Por favor, copie sem nenhuma alteração as linhas das entradas a seguir. Comece pela primeira linha e pare depois da linha que contém "167,138,502,208", incluindo-a.
===== Entradas fornecidas =====
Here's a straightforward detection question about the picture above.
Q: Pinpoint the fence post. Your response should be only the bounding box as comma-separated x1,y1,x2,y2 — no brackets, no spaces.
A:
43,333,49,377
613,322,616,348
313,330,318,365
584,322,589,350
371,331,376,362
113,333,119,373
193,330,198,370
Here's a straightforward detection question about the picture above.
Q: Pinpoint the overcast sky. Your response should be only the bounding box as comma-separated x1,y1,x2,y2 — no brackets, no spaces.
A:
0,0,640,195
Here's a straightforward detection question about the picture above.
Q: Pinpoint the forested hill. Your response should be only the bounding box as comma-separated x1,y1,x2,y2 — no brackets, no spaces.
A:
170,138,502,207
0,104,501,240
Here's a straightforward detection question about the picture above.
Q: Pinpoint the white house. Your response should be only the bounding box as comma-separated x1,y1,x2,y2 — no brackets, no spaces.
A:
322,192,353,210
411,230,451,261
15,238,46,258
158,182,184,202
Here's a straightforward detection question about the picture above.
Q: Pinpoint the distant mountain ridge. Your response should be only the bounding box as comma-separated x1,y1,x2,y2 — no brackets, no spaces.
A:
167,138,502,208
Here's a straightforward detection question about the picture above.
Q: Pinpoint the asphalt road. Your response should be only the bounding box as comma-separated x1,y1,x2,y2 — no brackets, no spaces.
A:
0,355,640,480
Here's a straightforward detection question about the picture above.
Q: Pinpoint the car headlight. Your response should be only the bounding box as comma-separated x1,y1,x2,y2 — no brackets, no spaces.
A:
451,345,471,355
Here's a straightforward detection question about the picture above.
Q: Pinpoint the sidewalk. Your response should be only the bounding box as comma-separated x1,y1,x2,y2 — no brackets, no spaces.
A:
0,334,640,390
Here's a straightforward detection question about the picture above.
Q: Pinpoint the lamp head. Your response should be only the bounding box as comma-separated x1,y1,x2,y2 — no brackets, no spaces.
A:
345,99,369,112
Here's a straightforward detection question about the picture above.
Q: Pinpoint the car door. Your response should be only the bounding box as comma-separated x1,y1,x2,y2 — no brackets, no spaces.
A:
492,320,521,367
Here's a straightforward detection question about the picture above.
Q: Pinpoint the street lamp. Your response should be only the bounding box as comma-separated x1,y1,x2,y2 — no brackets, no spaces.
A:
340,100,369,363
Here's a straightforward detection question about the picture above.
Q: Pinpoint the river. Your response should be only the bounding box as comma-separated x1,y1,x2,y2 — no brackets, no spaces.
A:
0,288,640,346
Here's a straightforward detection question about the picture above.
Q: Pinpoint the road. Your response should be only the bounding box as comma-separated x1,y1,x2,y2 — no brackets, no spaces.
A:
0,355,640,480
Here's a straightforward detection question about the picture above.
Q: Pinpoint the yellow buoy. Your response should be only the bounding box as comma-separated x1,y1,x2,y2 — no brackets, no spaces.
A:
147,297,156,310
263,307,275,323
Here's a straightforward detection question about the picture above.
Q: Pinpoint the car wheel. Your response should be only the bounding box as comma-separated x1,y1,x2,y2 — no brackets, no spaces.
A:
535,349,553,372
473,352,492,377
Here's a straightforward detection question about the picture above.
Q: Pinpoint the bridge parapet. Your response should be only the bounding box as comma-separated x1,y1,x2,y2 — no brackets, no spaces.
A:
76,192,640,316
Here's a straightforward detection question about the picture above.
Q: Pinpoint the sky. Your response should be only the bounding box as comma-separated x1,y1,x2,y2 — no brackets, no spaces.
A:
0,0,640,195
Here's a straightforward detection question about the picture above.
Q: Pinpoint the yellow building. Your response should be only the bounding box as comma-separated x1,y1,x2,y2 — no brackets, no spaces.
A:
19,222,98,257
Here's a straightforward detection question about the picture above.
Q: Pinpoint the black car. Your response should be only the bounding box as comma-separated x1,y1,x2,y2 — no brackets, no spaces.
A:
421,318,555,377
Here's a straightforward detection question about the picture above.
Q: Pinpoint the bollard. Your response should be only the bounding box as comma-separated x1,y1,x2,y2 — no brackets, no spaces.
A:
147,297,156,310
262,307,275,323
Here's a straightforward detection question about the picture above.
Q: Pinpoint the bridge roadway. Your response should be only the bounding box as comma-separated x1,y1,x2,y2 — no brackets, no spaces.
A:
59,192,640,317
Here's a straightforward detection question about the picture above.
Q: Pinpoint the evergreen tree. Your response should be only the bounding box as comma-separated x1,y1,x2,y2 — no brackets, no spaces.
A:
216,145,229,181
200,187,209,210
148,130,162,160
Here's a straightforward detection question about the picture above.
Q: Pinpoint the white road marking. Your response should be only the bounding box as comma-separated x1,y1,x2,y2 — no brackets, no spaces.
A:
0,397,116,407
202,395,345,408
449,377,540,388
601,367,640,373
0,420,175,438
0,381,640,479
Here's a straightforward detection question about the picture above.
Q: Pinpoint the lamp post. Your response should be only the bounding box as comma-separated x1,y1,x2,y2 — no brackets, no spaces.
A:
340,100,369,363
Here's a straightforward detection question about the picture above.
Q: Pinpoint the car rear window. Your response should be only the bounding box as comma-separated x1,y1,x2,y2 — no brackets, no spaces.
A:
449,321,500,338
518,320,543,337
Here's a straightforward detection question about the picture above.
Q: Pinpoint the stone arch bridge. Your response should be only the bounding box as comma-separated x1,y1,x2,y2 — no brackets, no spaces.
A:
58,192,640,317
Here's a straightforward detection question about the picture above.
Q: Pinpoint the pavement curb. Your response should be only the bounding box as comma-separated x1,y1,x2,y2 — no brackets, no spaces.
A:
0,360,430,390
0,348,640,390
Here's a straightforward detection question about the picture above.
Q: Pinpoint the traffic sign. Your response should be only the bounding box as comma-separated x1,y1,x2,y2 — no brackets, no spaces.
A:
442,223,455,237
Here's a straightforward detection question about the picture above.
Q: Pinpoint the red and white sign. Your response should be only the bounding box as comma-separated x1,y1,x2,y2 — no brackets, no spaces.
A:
=====
Resolução do exercício
Here's a straightforward detection question about the picture above.
Q: Pinpoint the fence post. Your response should be only the bounding box as comma-separated x1,y1,x2,y2 — no brackets, no spaces.
A:
43,333,49,377
613,322,616,348
313,330,318,365
584,322,589,350
371,331,376,362
113,333,119,373
193,330,198,370
Here's a straightforward detection question about the picture above.
Q: Pinpoint the overcast sky. Your response should be only the bounding box as comma-separated x1,y1,x2,y2 — no brackets, no spaces.
A:
0,0,640,195
Here's a straightforward detection question about the picture above.
Q: Pinpoint the forested hill. Your response should be only the bounding box as comma-separated x1,y1,x2,y2 — no brackets, no spaces.
A:
170,138,502,207
0,104,501,240
Here's a straightforward detection question about the picture above.
Q: Pinpoint the white house. Your response should be only the bounding box as comma-separated x1,y1,x2,y2 — no brackets, no spaces.
A:
322,192,353,210
411,230,451,261
15,238,46,258
158,182,184,202
Here's a straightforward detection question about the picture above.
Q: Pinpoint the distant mountain ridge. Your response should be only the bounding box as comma-separated x1,y1,x2,y2 — no brackets, no spaces.
A:
167,138,502,208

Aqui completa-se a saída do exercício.